# Quoted text:
============================================================

Application of the GLF23 transport model to ITER predicts that the toroidal rotation generated in ITER by negative ion neutral beams injected in the direction of the plasma current can significantly increase the fusion power produced compared to heating without torque. The increase in fusion power with beam power is predicted to be steeper for co-injected than for balanced beams. Beam voltages in the range of present technology (300-400keV) produced the highest rotation and fusion power enhancement for fixed beam power. The pedestal pressure needed to reach a target fusion power is also lower for co-injection.
New numerical investigations of edge stability using the NIMROD code have resolved an earlier apparent discrepancy between the NIMROD results and ideal linear stability codes DCON and ELITE. Kinetic equilibrium reconstructions from DIII-D discharges with edge localized modes including accurate edge reconstructions, as well as similar model equilibria, were typically found to be unstable at the edge with ELITE and DCON but unstable to a resistive interchange like mode located at the top of the pedestal with NIMROD. The NIMROD formulation includes resistivity and viscosity. Simulations of edge-localized modes in other cases had generally shown agreement between all three codes in mode structure and, in the case of ELITE and NIMROD, in growth rate. In the new analysis, when the resistivity and viscosity are significantly reduced in the edge region, and the ideal mode is fully converged, the linear eigenfunction transitions to an edge mode with growth rates in agreement with the ideal codes. The interchange-like mode in NIMROD is being investigated for a possible role in the large radial transport observed just inside the pedestal region in the experiments.

============================================================

# Challenge 1:
Rewrite the rows from the line with "ear in the image below." up to and including the line with "233;174;304;226", adding -39 to every coordinate in the boxes and leaving each request line as it is.
These rows are unrelated to the text above.

============================================================

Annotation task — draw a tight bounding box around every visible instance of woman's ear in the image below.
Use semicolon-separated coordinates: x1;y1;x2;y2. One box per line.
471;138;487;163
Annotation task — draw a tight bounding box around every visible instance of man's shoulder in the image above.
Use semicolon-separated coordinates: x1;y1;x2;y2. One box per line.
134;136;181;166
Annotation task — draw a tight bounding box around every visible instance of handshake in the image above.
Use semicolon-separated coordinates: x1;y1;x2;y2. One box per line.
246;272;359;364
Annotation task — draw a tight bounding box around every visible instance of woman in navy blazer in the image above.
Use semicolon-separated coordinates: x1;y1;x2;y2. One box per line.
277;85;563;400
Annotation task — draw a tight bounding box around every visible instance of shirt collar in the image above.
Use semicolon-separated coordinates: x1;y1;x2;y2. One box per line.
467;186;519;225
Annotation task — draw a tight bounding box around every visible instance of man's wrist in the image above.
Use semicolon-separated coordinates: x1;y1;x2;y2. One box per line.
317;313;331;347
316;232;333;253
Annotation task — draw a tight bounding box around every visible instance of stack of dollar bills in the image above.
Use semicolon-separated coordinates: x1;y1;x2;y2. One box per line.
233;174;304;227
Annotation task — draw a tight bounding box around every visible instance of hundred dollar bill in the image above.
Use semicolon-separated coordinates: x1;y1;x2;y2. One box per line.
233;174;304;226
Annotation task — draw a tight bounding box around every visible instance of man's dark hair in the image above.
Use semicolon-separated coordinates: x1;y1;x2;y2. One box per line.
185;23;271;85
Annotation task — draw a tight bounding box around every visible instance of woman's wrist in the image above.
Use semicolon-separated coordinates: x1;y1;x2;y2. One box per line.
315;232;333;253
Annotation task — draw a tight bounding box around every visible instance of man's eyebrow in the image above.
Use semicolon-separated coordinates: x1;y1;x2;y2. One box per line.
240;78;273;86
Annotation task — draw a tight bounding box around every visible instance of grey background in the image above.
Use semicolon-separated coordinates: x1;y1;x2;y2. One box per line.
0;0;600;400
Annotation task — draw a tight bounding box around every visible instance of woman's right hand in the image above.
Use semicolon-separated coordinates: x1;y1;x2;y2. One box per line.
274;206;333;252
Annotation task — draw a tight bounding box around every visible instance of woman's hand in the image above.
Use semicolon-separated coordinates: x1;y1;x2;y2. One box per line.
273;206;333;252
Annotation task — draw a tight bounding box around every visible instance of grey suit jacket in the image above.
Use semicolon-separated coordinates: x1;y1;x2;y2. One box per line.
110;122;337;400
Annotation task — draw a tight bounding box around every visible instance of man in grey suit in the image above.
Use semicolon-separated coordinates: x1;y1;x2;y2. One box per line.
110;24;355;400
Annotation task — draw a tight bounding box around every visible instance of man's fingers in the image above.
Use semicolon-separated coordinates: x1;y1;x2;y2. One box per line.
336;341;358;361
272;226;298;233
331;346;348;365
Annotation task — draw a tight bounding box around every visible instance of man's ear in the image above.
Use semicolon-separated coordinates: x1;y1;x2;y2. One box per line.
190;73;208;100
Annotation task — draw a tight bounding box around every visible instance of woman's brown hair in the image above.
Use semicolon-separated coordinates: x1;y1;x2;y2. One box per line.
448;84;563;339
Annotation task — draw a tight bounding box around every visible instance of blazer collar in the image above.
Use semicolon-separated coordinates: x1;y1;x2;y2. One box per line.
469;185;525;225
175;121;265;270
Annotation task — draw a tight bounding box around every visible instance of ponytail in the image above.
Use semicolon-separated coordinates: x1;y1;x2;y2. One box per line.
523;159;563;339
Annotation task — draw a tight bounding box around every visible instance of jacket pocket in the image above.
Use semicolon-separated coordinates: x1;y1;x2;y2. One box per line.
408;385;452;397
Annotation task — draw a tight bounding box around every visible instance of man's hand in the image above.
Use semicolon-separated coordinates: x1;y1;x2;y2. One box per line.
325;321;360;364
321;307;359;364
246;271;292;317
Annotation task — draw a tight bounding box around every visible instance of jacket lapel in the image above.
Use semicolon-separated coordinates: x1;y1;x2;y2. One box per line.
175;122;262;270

============================================================

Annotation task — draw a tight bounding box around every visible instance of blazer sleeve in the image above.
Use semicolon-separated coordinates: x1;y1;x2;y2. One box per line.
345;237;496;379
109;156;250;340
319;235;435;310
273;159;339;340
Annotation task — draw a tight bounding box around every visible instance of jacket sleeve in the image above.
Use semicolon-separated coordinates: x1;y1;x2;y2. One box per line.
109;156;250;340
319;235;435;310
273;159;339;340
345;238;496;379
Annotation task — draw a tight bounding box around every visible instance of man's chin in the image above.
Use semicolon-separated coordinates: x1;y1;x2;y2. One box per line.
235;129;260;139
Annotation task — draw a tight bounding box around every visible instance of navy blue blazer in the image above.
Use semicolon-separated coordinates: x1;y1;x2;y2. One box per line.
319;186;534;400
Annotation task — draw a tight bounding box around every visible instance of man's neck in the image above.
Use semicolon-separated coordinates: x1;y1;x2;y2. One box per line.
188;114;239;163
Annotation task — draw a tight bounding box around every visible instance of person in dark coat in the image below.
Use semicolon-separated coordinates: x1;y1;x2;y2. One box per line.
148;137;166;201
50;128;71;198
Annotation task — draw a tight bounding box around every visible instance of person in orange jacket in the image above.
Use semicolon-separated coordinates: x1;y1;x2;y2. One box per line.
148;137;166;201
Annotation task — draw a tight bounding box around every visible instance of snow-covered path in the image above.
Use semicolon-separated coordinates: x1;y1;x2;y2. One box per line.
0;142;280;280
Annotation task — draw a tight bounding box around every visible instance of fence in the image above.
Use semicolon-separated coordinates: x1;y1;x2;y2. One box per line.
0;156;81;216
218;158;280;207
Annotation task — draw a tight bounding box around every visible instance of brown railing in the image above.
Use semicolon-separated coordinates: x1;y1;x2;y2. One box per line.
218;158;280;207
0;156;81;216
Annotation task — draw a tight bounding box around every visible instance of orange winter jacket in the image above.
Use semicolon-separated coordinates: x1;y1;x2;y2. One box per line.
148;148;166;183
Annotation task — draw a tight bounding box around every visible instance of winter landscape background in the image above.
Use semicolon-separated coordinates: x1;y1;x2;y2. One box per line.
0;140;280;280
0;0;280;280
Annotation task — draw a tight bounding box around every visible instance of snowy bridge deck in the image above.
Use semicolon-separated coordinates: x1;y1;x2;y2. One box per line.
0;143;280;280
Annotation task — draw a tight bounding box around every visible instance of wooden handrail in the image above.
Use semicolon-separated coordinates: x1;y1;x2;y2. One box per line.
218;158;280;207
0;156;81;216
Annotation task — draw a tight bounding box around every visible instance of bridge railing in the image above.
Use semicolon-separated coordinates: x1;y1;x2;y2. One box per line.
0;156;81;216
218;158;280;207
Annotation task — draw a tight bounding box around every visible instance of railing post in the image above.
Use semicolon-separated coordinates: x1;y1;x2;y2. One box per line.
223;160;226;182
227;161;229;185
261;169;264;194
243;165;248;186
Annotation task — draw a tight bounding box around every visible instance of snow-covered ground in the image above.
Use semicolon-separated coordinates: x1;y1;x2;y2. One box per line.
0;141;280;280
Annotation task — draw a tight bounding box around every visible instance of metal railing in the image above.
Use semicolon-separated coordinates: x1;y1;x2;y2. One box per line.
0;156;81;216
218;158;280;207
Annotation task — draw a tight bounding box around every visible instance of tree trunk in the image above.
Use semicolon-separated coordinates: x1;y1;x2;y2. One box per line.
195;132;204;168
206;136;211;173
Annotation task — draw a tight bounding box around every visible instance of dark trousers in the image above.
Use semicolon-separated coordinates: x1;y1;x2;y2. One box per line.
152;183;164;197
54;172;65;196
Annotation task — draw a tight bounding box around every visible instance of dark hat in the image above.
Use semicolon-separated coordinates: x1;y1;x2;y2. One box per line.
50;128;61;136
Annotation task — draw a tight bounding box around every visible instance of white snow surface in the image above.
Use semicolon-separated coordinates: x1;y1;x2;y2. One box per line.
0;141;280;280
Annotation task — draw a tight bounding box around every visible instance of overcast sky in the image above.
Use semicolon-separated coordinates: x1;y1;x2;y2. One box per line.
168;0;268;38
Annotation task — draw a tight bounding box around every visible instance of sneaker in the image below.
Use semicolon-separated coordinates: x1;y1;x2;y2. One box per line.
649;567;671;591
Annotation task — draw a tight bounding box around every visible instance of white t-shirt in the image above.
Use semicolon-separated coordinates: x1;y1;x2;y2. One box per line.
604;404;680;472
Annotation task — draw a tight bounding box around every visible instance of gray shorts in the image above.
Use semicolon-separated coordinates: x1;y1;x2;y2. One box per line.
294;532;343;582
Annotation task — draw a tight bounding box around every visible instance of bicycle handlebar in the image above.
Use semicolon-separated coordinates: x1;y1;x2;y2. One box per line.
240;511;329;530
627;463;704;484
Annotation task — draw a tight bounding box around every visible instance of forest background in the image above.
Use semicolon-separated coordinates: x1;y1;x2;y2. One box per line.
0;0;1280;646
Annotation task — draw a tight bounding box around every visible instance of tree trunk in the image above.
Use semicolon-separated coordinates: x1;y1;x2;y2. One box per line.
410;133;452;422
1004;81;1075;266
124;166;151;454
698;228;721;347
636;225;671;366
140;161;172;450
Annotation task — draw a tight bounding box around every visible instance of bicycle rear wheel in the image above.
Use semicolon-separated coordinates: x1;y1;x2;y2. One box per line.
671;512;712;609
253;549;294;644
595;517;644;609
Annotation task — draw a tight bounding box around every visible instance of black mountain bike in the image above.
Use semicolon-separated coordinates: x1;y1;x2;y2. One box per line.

============================================================

# Challenge 2:
Carry on the passage about ITER rotation and edge stability modeling from its final sentence.

# Written reply 1:
Annotation task — draw a tight bounding box around every visible instance of woman's ear in the image below.
Use semicolon-separated coordinates: x1;y1;x2;y2. One box per line.
432;99;448;124
Annotation task — draw a tight bounding box around every visible instance of man's shoulder in the image above.
Use semicolon-separated coordinates: x1;y1;x2;y2. One box per line.
95;97;142;127
Annotation task — draw a tight bounding box around every visible instance of handshake in the image above.
Use semicolon-separated coordinates: x1;y1;x2;y2. One box per line.
207;233;320;325
Annotation task — draw a tight bounding box around every visible instance of woman in navy blazer in the image above.
Use semicolon-separated coordinates: x1;y1;x2;y2. One box per line.
238;46;524;361
Annotation task — draw a tight bounding box around every visible instance of shirt collar in the image above.
Use semicolon-separated coordinates: x1;y1;x2;y2. One box per line.
428;147;480;186
Annotation task — draw a tight bounding box around every visible instance of man's wrist in the image above.
Use semicolon-separated coordinates: x1;y1;x2;y2. One box per line.
278;274;292;308
277;193;294;214
Annotation task — draw a tight bounding box around every visible instance of stack of dollar bills in the image above.
Use semicolon-separated coordinates: x1;y1;x2;y2. One box per line.
194;135;265;188
Annotation task — draw a tight bounding box around every visible instance of hundred dollar bill in the image above.
Use semicolon-separated coordinates: x1;y1;x2;y2. One box per line.
194;135;265;187

# Written reply 2:
An analytic formula for the “effective” number of electrons Zeff to be used in calculating the penetration range of plasma electrons in target gases was derived for the case of target gases with many electron atoms, (e.g. argon). The electron penetration range is an important ingredient in the construction of gas jet penetration models in the low temperature edge of tokamaks (Te < 1 keV) and during the post thermal quench phase. In the many electron Thomas-Fermi model of the atom, the orbital electrons are considered as a completely Fermi-degenerate gas and the Fermi energy Ef and the local charge density distribution of the electron cloud, n ~ Ef3/2, are uniquely related to the radial coordinate. The incident electron can only lose energy on cloud electrons with Fermi energy less than the incident electron energy. This criterion, due to Sugiyama (1985), yields an analytic formula for the “effective” number of electrons Zeff to be used in the Bethe-like stopping power formula providing an important low-energy correction below ~1 keV. For a 400 eV electron incident on argon (atomic number Z = 18), the Zeff = 9.67. This correction increases the penetration range by a factor of almost two from that predicted by the standard Bethe-like formula.
Between-shot TRANSP simulations using the FusionGrid resource were successfully tested during DIII-D operation. The requests were triggered by the between-shot data analysis event system and submitted to the FusionGrid computer at PPPL. With advanced CPU reservation, the request preempted other processes on the computer to guarantee 100% CPU to the between-shot TRANSP run. The process was monitored by the Data Analysis Monitor (DAM) and the results were written back to the MDSplus server at DIII-D.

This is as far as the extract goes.